__DOCUMENT TEXT__:

+--

Kentucky Derby Pecan Bars (Printable)

Buttery shortbread bars topped with a gooey, bourbon-tinged pecan filling, ideal for celebratory moments.

# Components:

→ Shortbread Crust

01 - 1 cup unsalted butter, softened
02 - 1/2 cup granulated sugar
03 - 2 cups all-purpose flour
04 - 1/4 teaspoon salt

→ Pecan Pie Topping

05 - 3 large eggs
06 - 1 cup packed light brown sugar
07 - 2/3 cup light corn syrup
08 - 2 tablespoons bourbon or milk
09 - 2 tablespoons unsalted butter, melted
10 - 1 1/2 teaspoons pure vanilla extract
11 - 1/2 teaspoon salt
12 - 2 cups pecan halves

→ Optional

13 - 1 cup semisweet chocolate chips

# Directions:

01 - Preheat oven to 350°F. Line a 9x13-inch baking pan with parchment paper, allowing paper to overhang edges for easy removal.
02 - In a large mixing bowl, cream together softened butter and granulated sugar until light and fluffy. Mix in flour and salt until crumbly dough forms.
03 - Press dough evenly into the bottom of prepared pan. Bake for 18 to 20 minutes until lightly golden.

+--

Copy the pecan bar recipe starting with "13 - 1 cup semisweet" and going on through "until lightly golden.", substituting "aluminum foil" for "parchment paper". You won't need the records for any of this.

__ROWS__:
+--

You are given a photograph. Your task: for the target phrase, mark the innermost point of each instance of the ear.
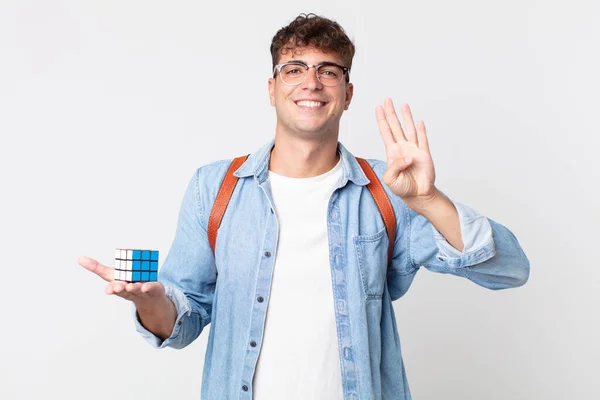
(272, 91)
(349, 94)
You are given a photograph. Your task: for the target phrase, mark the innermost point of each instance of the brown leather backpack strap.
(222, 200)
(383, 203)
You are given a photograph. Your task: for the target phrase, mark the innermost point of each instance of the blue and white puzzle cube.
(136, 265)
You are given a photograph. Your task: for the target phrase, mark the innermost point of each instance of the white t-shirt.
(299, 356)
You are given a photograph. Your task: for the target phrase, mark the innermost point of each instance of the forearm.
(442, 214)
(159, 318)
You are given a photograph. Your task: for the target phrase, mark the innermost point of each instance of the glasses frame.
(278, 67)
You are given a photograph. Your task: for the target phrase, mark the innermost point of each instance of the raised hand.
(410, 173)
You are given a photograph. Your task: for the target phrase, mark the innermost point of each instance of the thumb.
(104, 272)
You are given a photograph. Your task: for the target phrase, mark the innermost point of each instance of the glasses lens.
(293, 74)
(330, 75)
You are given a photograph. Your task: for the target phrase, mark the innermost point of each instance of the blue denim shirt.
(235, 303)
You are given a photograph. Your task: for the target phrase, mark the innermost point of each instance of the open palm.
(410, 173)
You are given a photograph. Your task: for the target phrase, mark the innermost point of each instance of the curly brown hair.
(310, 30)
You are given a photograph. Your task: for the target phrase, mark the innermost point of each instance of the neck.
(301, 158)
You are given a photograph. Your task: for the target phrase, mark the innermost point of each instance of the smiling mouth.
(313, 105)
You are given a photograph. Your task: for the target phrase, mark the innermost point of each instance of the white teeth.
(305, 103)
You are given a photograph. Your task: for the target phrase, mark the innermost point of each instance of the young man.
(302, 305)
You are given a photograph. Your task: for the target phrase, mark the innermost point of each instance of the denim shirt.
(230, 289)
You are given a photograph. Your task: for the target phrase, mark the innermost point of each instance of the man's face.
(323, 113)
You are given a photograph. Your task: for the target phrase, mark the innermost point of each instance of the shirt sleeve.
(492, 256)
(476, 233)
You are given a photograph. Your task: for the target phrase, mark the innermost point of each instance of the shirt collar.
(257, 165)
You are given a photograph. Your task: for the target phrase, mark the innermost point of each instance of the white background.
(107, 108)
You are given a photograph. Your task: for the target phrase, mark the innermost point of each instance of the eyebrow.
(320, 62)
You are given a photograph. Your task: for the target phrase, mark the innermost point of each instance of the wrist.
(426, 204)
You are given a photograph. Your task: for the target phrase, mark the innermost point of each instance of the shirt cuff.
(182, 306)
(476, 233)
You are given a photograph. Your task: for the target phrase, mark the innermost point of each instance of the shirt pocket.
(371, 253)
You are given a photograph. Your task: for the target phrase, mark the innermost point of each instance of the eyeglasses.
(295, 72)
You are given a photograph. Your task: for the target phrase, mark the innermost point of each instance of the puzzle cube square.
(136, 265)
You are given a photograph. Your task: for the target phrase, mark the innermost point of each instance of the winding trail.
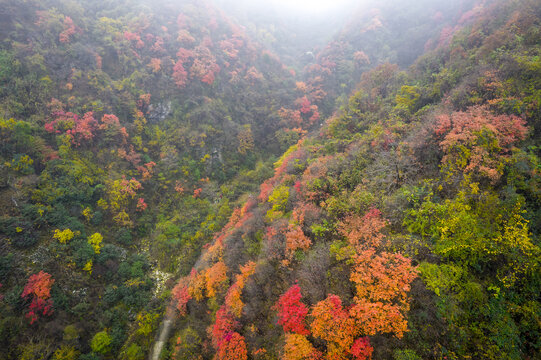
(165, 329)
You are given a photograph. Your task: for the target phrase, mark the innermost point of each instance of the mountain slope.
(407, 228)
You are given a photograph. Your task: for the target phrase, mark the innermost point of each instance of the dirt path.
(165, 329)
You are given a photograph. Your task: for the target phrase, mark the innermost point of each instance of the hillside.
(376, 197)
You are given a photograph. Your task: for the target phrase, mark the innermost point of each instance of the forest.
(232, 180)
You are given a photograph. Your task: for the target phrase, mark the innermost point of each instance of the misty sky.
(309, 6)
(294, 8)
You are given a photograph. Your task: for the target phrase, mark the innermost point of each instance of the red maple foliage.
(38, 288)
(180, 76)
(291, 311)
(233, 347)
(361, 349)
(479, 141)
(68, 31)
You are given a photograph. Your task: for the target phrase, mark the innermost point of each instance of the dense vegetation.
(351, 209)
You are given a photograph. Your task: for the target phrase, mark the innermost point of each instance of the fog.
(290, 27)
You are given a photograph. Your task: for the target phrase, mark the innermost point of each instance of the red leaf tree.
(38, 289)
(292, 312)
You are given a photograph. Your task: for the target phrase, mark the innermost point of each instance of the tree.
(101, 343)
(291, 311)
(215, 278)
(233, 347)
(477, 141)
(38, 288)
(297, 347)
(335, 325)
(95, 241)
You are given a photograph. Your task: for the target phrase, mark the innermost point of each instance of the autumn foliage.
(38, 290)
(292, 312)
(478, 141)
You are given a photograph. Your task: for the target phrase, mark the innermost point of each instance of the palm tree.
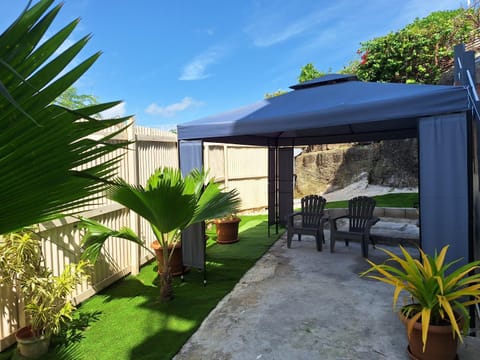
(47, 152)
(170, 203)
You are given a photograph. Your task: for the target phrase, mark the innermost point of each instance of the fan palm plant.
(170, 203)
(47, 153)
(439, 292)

+--

__RESULT BELOW__:
13 - 1 cup semisweet chocolate chips

# Directions:

01 - Preheat oven to 350°F. Line a 9x13-inch baking pan with aluminum foil, allowing paper to overhang edges for easy removal.
02 - In a large mixing bowl, cream together softened butter and granulated sugar until light and fluffy. Mix in flour and salt until crumbly dough forms.
03 - Press dough evenly into the bottom of prepared pan. Bake for 18 to 20 minutes until lightly golden.